Your task: All records should be reproduced verbatim.

Labeled shape records

_ _ _ _

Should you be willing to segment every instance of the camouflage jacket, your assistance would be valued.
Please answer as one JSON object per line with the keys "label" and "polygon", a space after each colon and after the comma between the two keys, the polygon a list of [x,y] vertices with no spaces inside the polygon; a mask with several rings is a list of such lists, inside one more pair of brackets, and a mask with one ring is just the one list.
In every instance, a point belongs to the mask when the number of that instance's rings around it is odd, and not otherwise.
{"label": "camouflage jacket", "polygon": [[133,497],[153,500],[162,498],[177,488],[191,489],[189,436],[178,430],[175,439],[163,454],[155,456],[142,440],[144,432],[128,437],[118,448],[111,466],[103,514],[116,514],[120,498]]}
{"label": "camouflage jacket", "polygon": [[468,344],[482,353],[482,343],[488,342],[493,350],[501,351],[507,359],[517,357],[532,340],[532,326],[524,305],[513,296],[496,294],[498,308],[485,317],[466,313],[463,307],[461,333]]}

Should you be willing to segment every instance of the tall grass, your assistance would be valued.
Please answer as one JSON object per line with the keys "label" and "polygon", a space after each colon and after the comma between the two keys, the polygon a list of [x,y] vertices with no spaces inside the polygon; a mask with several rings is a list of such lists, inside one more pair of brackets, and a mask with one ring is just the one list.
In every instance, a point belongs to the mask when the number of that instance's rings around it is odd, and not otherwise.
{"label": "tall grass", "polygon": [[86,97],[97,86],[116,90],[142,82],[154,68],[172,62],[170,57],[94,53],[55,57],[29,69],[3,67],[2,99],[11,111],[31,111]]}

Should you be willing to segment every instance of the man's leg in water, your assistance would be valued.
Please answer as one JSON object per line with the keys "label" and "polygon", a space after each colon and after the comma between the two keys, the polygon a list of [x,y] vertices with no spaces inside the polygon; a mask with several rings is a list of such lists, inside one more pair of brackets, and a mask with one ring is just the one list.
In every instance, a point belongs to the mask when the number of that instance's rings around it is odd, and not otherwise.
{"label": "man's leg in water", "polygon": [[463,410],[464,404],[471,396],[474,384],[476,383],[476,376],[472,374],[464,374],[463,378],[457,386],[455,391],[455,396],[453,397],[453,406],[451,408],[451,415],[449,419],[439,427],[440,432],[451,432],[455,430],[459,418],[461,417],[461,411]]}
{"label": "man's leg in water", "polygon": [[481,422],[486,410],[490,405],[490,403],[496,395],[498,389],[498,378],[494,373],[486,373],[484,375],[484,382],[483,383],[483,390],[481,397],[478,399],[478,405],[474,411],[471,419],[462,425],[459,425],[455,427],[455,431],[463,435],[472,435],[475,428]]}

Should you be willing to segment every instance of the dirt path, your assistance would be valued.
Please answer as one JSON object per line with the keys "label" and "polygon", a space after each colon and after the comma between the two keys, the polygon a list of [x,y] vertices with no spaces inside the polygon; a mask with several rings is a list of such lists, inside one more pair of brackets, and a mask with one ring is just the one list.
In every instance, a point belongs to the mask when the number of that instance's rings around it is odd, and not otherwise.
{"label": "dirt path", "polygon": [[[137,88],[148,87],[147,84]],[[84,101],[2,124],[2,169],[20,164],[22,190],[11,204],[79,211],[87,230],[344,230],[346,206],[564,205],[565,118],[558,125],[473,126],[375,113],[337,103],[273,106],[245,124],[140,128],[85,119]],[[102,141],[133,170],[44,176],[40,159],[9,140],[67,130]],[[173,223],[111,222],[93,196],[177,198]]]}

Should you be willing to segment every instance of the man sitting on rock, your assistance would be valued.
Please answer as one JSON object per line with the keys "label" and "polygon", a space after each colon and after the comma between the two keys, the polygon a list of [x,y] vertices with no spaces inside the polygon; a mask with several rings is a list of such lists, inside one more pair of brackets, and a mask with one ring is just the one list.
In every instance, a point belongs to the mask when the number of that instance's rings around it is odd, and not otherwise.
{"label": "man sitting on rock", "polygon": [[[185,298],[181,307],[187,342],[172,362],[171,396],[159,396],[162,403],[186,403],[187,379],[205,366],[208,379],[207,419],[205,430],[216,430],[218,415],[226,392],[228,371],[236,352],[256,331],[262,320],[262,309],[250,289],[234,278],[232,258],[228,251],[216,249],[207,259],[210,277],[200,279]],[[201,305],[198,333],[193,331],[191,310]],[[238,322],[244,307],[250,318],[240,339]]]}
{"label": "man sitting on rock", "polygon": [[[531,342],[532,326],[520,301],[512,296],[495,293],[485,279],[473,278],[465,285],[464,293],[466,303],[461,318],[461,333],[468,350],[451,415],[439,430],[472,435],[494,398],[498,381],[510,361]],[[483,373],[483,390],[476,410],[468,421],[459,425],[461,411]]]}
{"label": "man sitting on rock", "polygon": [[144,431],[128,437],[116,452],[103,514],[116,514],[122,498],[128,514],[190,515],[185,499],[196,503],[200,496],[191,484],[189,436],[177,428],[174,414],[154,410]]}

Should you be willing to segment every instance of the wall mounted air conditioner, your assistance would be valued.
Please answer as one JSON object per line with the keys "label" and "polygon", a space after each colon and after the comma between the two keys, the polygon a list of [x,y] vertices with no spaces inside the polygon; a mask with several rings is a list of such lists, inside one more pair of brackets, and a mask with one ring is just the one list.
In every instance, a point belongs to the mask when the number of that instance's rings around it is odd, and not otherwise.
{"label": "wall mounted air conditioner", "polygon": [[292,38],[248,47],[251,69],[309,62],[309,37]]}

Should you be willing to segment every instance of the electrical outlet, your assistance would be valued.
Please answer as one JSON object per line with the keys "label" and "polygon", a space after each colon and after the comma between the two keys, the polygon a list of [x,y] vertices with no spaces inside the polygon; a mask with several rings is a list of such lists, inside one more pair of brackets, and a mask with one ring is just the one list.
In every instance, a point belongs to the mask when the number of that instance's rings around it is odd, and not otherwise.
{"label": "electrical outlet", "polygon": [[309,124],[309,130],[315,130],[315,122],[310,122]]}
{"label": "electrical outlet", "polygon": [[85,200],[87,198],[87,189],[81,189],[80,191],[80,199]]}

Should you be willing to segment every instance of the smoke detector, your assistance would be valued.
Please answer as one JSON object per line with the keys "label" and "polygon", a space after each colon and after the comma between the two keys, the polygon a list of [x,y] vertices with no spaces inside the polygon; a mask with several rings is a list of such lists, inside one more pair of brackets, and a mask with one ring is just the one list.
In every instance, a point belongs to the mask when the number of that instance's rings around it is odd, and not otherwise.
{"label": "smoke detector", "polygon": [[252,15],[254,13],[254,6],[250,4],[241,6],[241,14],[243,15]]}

_ _ _ _

Exercise response:
Should you be willing to segment every instance of the camouflage jacket, your assistance would be valued.
Please answer as one JSON object per line with the keys "label" and "polygon", a space after each colon and after the comma between the two keys, the polygon a list of [x,y] vertices with no spaces inside the polygon; a mask with several rings is a list of such lists, inside one more pair of brackets, and a mask with one ring is just the one list.
In every instance, a point belongs to the mask when the number of that instance's rings around it is odd, and not otherwise.
{"label": "camouflage jacket", "polygon": [[133,497],[153,500],[162,498],[177,488],[191,489],[189,436],[178,430],[175,439],[163,454],[155,456],[142,440],[144,432],[128,437],[118,448],[111,466],[103,514],[116,514],[120,498]]}
{"label": "camouflage jacket", "polygon": [[468,344],[482,353],[482,343],[488,342],[493,350],[501,351],[507,359],[517,357],[532,340],[532,326],[524,305],[513,296],[496,294],[498,308],[485,317],[466,313],[463,307],[461,333]]}

Should you be willing to segment every instance of the tall grass, your assistance would be valued.
Please answer as one JSON object per line with the keys "label" and "polygon", a space after each colon and after the comma between the two keys, the polygon a list of [x,y] vertices with no spaces inside the polygon; a mask with several rings is a list of such lists, inside one more pair of brackets, and a mask with one ring is just the one list.
In every instance, a point belongs to the mask when the number of that instance's rings around it is odd, and not otherwise.
{"label": "tall grass", "polygon": [[86,97],[97,86],[116,90],[142,82],[154,68],[172,62],[170,57],[94,53],[55,57],[29,69],[3,67],[2,99],[11,111],[31,111]]}

Should you be willing to segment every instance of the man's leg in water, your assistance would be valued.
Please answer as one JSON object per line with the keys "label" and "polygon", a space after each colon and after the comma between the two keys, the polygon a list of [x,y] vertices with no spaces inside the polygon; a mask with several rings is a list of such lists, inside one more pair of brackets, and a mask with one ring is just the one list.
In every instance, a point belongs to the mask when the number of that instance's rings around it is odd, and not otherwise.
{"label": "man's leg in water", "polygon": [[463,410],[464,404],[471,396],[474,384],[476,383],[476,376],[472,374],[464,374],[463,378],[457,386],[455,391],[455,396],[453,397],[453,406],[451,408],[451,415],[449,419],[439,427],[440,432],[451,432],[455,430],[459,418],[461,417],[461,411]]}
{"label": "man's leg in water", "polygon": [[481,422],[486,410],[490,405],[490,403],[496,395],[498,389],[498,378],[494,373],[486,373],[484,375],[484,382],[483,383],[483,390],[481,397],[478,399],[478,405],[474,411],[471,419],[462,425],[459,425],[455,427],[455,431],[463,435],[472,435],[475,428]]}

Should you be willing to segment every instance of the dirt path, your assistance would be valued.
Please answer as one JSON object per line with the keys "label" and "polygon", a space after each colon and after the comma between the two keys, the polygon a list of [x,y] vertices with no spaces inside the polygon; a mask with several rings is a list of such lists, inside one more pair of brackets, and a mask with one ring is just the one list.
In every instance, a point belongs to the mask when the number of that instance's rings around it is odd, and not otherwise.
{"label": "dirt path", "polygon": [[[137,88],[148,87],[147,84]],[[84,101],[2,124],[2,169],[20,164],[22,190],[11,204],[79,211],[87,230],[344,230],[346,206],[564,205],[565,118],[558,125],[473,126],[375,113],[337,103],[273,106],[245,124],[140,128],[85,119]],[[102,141],[133,170],[44,176],[40,159],[9,140],[67,130]],[[173,223],[111,222],[93,196],[177,198]]]}

Should you be willing to segment every instance of the man sitting on rock, your assistance would be valued.
Please answer as one JSON object per line with the keys "label" and "polygon", a space after each colon and after the comma between the two keys, the polygon a list of [x,y] vertices with no spaces inside the polygon; a mask with several rings is a list of such lists, inside one more pair of brackets, and a mask with one ring is just the one list.
In every instance, a point belongs to the mask when the number of that instance's rings around it is odd, and not otherwise.
{"label": "man sitting on rock", "polygon": [[[185,298],[181,307],[187,342],[172,362],[171,396],[159,396],[162,403],[186,403],[187,379],[205,366],[208,379],[207,419],[205,430],[216,430],[218,415],[226,392],[228,371],[236,352],[256,331],[262,320],[262,309],[250,289],[234,278],[232,258],[228,251],[216,249],[207,259],[210,277],[200,279]],[[201,305],[198,333],[193,331],[191,310]],[[238,322],[244,307],[250,318],[240,339]]]}
{"label": "man sitting on rock", "polygon": [[[531,342],[532,326],[520,301],[512,296],[495,293],[485,279],[473,278],[465,285],[464,293],[466,303],[461,318],[461,333],[468,350],[451,415],[439,430],[472,435],[494,398],[498,381],[510,361]],[[483,373],[483,390],[476,410],[468,421],[459,425],[461,411]]]}
{"label": "man sitting on rock", "polygon": [[144,431],[128,437],[116,452],[103,514],[116,514],[122,498],[128,514],[190,515],[185,499],[196,503],[200,496],[191,484],[189,436],[177,428],[174,414],[154,410]]}

Should you be willing to segment every instance of the wall mounted air conditioner, your assistance would be valued.
Please answer as one JSON object per line with the keys "label" and "polygon", a space after each colon and after the comma between the two keys, the polygon a list of [x,y] vertices with no spaces inside the polygon; a mask with several rings is a list of such lists, inside one more pair of brackets, and a mask with one ring is just the one list.
In every instance, a point belongs to the mask when the number of that instance's rings around it is odd, and not otherwise.
{"label": "wall mounted air conditioner", "polygon": [[292,38],[248,47],[251,69],[309,62],[309,37]]}

Should you be willing to segment every instance of the electrical outlet, your assistance would be valued.
Please answer as one JSON object per line with the keys "label" and "polygon", a space after each colon and after the comma between the two keys, the polygon a list of [x,y] vertices with no spaces inside the polygon; a mask with several rings is a list of such lists, inside one more pair of brackets, and a mask with one ring is just the one list.
In every instance, a point belongs to the mask when the number of that instance's rings around it is odd, and not otherwise.
{"label": "electrical outlet", "polygon": [[309,124],[309,130],[315,130],[315,122],[310,122]]}
{"label": "electrical outlet", "polygon": [[85,200],[87,198],[87,189],[81,189],[80,191],[80,199]]}

Should you be willing to segment every instance of the smoke detector, your assistance would be valued.
Please answer as one JSON object per line with the keys "label" and "polygon", a space after each colon and after the comma between the two keys, the polygon a list of [x,y] vertices with no spaces inside the polygon; a mask with several rings is a list of such lists, inside one more pair of brackets, and a mask with one ring is just the one list.
In every instance, a point belongs to the mask when the number of that instance's rings around it is odd, and not otherwise.
{"label": "smoke detector", "polygon": [[252,15],[254,13],[254,6],[250,4],[241,6],[241,14],[243,15]]}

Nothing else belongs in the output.